◆ **What is required**
Your answer should be every line from the records that contains "below".

[[ Input material open ]]

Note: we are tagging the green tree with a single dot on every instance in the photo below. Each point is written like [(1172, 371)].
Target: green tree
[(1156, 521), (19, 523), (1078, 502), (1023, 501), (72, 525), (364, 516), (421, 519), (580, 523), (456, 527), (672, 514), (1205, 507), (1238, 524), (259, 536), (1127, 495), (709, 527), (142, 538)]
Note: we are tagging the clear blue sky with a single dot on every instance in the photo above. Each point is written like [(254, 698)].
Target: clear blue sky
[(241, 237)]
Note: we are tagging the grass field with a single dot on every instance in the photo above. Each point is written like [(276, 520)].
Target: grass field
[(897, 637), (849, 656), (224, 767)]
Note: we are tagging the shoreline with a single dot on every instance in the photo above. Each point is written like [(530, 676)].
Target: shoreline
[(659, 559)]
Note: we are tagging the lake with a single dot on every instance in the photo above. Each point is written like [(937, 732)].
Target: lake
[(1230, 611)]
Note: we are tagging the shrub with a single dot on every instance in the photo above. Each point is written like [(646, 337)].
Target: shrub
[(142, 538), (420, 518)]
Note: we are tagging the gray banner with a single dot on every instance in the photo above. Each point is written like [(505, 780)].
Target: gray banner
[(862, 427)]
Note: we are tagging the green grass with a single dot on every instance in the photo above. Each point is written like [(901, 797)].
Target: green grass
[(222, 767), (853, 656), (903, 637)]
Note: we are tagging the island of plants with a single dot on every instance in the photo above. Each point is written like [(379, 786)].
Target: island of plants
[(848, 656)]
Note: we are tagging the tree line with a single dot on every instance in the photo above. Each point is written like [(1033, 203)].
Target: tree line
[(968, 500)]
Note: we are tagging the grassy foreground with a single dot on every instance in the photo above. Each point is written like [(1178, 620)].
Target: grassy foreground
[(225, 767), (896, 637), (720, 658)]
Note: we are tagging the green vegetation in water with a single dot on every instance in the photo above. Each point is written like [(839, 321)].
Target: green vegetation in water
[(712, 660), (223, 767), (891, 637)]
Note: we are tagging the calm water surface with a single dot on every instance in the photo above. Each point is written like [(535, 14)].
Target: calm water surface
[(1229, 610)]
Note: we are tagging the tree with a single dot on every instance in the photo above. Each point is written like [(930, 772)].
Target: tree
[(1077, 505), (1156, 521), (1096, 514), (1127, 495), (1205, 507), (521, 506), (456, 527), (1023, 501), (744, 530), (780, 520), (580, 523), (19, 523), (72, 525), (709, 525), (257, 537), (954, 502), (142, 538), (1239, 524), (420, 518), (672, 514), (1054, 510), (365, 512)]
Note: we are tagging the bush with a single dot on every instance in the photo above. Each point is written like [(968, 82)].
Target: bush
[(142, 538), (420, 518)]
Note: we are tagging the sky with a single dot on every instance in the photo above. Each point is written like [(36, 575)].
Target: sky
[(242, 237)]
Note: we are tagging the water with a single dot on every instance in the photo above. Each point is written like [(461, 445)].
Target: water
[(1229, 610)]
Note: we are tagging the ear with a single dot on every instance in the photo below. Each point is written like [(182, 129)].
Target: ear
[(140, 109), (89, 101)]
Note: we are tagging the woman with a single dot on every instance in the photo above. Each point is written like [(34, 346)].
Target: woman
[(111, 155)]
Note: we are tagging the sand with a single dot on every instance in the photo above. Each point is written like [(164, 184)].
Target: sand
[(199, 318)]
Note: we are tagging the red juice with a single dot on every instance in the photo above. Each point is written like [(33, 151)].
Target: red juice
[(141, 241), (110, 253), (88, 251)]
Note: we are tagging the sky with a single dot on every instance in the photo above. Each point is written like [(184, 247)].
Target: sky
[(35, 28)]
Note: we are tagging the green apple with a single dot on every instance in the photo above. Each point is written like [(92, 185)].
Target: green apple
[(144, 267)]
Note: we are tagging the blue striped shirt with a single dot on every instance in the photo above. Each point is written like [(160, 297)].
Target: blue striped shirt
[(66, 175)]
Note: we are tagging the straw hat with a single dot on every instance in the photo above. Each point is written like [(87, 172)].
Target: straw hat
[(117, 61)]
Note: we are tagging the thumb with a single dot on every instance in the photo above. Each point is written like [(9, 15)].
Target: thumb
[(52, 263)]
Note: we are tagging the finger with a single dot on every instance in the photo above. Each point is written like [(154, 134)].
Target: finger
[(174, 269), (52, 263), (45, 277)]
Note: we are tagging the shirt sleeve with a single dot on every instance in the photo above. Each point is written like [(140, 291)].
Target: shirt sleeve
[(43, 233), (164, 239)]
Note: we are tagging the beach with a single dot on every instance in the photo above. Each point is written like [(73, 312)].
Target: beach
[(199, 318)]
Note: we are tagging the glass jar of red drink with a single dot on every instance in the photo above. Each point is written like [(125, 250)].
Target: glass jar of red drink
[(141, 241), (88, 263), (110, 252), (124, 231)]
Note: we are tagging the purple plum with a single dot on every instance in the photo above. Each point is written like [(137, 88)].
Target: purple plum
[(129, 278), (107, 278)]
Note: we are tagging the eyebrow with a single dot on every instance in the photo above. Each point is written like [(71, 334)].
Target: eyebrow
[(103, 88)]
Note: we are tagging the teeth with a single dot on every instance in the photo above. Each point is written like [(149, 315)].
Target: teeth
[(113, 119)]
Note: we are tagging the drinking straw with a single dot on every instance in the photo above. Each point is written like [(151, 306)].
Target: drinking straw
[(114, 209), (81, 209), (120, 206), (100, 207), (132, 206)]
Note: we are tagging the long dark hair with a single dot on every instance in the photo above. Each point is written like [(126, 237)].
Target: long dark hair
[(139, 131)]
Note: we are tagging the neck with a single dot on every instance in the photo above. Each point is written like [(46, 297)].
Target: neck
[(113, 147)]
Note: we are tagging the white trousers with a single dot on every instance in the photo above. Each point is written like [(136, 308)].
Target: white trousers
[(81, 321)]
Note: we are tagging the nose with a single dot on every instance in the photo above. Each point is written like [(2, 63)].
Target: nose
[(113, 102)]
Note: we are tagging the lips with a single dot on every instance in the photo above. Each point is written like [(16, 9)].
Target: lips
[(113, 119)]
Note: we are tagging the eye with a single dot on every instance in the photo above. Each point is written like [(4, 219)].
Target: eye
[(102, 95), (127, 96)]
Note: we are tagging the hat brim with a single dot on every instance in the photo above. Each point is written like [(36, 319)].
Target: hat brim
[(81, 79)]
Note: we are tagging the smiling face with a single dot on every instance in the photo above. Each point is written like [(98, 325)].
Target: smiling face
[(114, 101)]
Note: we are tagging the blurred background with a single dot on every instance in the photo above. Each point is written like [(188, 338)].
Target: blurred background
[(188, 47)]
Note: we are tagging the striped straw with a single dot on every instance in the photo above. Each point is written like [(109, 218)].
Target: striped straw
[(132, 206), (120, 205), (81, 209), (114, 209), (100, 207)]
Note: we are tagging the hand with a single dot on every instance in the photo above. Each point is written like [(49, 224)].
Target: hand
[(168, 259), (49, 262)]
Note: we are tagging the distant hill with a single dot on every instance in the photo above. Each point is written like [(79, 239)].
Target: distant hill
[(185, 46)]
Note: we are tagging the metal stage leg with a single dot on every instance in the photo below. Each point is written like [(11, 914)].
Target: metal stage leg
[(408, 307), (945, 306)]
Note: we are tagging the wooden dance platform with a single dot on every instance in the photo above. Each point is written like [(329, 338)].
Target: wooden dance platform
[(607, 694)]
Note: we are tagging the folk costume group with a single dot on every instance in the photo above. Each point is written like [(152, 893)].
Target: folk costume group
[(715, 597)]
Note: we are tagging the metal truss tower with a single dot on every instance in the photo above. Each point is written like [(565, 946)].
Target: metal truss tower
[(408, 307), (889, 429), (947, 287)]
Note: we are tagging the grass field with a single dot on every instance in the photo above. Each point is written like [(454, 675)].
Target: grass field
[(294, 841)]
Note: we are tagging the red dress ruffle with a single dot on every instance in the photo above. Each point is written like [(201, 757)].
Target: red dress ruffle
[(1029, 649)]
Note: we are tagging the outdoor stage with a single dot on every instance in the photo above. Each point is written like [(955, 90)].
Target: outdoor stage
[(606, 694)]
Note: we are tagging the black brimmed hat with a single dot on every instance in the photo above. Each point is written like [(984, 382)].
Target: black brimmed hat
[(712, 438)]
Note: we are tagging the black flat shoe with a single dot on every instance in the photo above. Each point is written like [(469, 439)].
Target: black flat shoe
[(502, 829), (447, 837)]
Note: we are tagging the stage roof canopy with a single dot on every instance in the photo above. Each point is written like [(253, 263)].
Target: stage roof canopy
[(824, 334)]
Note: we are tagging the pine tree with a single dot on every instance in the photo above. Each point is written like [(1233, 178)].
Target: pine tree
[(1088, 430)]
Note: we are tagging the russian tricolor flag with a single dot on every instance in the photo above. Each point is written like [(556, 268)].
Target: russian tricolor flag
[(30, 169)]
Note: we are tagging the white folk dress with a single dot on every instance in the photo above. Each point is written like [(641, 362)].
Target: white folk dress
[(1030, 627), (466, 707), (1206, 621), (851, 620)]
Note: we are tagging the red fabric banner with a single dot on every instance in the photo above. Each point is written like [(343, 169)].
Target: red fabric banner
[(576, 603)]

[[ Input material closed ]]

◆ **Your solution**
Note: we are tagging the green tree with a single dot on every instance in the photo below. Each point is written like [(1172, 371)].
Note: we are tagging the ear with a single dot on every instance in the photo below. Each point is written like [(182, 129)].
Note: we are tagging the metal stage leg with a single dot on every instance in the photo below. Each point is written like [(11, 914)].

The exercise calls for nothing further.